Work to be completed ▸
Transcribe each line of the material exactly as it stands.

Source data ▸
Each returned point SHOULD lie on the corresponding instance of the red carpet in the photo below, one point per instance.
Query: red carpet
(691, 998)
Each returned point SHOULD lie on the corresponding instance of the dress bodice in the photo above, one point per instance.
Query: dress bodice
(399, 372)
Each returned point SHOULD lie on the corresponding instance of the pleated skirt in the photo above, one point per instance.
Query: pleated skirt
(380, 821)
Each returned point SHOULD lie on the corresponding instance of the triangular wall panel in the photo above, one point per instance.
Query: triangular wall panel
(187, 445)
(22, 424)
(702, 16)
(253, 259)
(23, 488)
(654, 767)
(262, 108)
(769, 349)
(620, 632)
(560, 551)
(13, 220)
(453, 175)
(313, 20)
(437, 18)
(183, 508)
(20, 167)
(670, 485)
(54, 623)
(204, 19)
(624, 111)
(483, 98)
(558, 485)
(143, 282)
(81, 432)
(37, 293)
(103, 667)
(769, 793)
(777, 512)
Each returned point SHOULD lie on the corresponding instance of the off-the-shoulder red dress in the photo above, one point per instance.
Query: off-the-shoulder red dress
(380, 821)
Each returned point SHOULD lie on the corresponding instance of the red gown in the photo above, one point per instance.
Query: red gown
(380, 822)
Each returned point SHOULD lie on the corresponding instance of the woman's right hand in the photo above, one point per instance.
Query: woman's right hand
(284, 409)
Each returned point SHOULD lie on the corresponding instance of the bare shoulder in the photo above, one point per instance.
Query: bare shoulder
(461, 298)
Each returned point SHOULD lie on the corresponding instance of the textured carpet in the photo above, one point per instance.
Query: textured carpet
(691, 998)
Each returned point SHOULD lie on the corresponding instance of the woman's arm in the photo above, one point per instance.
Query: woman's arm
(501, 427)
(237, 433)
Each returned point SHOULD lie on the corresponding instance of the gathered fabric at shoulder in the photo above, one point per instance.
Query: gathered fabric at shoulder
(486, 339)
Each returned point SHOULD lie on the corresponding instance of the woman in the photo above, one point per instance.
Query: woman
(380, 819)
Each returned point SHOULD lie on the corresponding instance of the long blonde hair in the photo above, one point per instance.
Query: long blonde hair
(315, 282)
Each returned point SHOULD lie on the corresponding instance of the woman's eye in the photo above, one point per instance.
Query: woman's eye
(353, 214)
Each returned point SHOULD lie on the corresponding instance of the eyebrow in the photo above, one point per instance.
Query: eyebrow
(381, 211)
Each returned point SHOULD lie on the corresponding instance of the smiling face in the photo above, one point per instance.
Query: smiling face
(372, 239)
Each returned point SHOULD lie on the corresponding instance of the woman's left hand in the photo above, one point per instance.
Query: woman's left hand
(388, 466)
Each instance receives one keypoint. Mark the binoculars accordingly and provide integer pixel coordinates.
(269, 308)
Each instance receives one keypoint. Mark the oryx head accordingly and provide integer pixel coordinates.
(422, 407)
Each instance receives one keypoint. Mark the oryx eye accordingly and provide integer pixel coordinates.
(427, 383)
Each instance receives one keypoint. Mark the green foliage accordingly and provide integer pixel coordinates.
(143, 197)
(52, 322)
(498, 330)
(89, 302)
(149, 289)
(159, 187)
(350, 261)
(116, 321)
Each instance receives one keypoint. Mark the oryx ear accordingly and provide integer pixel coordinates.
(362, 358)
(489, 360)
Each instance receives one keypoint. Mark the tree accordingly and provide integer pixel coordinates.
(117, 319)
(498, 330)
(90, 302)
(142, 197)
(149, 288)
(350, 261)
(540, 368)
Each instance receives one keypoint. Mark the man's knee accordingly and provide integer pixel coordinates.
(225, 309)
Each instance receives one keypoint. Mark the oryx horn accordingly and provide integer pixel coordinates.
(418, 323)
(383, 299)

Output below ▸
Each returned point SHOULD lie on the corresponding instance of the red carpet in the photo below, one point per instance.
Query: red carpet
(691, 998)
Each returned point SHOULD lie on the corresponding instance of the dress bodice in the photo above, one point per instance.
Query: dress bodice
(399, 372)
Each returned point SHOULD lie on the corresponding instance of the pleated skirt in the photo above, one point per instance.
Query: pleated skirt
(380, 821)
Each returned point SHOULD lie on the corresponding instance of the triangular wall panel in the photo above, one point per instance.
Query: triangular wall panel
(187, 445)
(22, 424)
(702, 16)
(253, 259)
(23, 488)
(654, 767)
(262, 108)
(769, 349)
(620, 632)
(560, 551)
(13, 220)
(453, 175)
(313, 20)
(437, 18)
(183, 508)
(20, 167)
(670, 485)
(54, 623)
(204, 19)
(624, 111)
(483, 98)
(558, 485)
(143, 282)
(81, 432)
(37, 293)
(103, 667)
(769, 793)
(777, 512)
Each returned point SHOULD lie on the corresponding instance of the off-the-shoulder red dress in the photo above, one point per instance.
Query: off-the-shoulder red dress
(380, 821)
Each returned point SHOULD lie on the corresponding instance of the red gown in the photo above, one point per instance.
Query: red gown
(380, 822)
Each returned point SHOULD lie on the corresponding instance of the woman's right hand in the photo above, one point per instance.
Query: woman's right hand
(284, 409)
Each returned point SHOULD lie on the corresponding instance of the bare shoulder in the photo above, one point per instance.
Query: bare shoulder
(461, 298)
Each returned point SHOULD lie on the corresponding instance of the textured carpet in the photo above, one point per instance.
Query: textured carpet
(691, 998)
Each returned point SHOULD lie on the corresponding instance of the woman's arm in the photo above, one point per instance.
Query: woman's arm
(501, 427)
(237, 433)
Each returned point SHOULD lie on the corresponding instance of the gathered fabric at shoulder in the photo above, one point per instance.
Query: gathered fabric at shoulder
(486, 339)
Each returned point SHOULD lie on the corresponding instance of the woman in the photo above, one point per instance.
Query: woman
(380, 819)
Each returned point SHOULD lie on the corresponding instance of the long blonde hair in the photo above, one point per instance.
Query: long blonde hair
(315, 282)
Each returned point SHOULD lie on the corresponding instance of the woman's eye in the photo above, one point per instance.
Query: woman's eye
(353, 214)
Each returned point SHOULD lie on the corresponding instance of the eyebrow in the photo above, one point per instance.
Query: eyebrow
(381, 211)
Each returned point SHOULD lie on the corresponding instance of the smiling face in the photo above, one point per instance.
Query: smiling face
(372, 239)
Each returned point SHOULD lie on the corresponding instance of the woman's left hand in the photo above, one point per instance.
Query: woman's left hand
(388, 466)
Each instance receives one keypoint. Mark the binoculars accordingly and provide integer pixel coordinates.
(269, 308)
Each instance receives one keypoint. Mark the oryx head accordingly and provide integer pixel coordinates.
(422, 407)
Each instance receives one keypoint. Mark the oryx eye accordingly and provide integer pixel coordinates.
(427, 383)
Each instance receives one keypoint. Mark the green foliage accordingly and provide integer pixel coordinates.
(143, 197)
(52, 322)
(498, 330)
(89, 302)
(149, 289)
(159, 187)
(350, 261)
(116, 321)
Each instance receives one keypoint. Mark the oryx ear accordingly and provide integer pixel coordinates.
(362, 358)
(489, 360)
Each instance receives one keypoint. Mark the tree accordingly and provide integer pixel coordinates.
(117, 319)
(498, 330)
(90, 302)
(142, 197)
(149, 288)
(350, 261)
(540, 368)
Each instance receives one keypoint. Mark the man's knee accordingly and provide integer pixel coordinates.
(225, 309)
Each instance receives one keypoint. Mark the oryx horn accordingly and provide integer pixel coordinates.
(418, 323)
(383, 299)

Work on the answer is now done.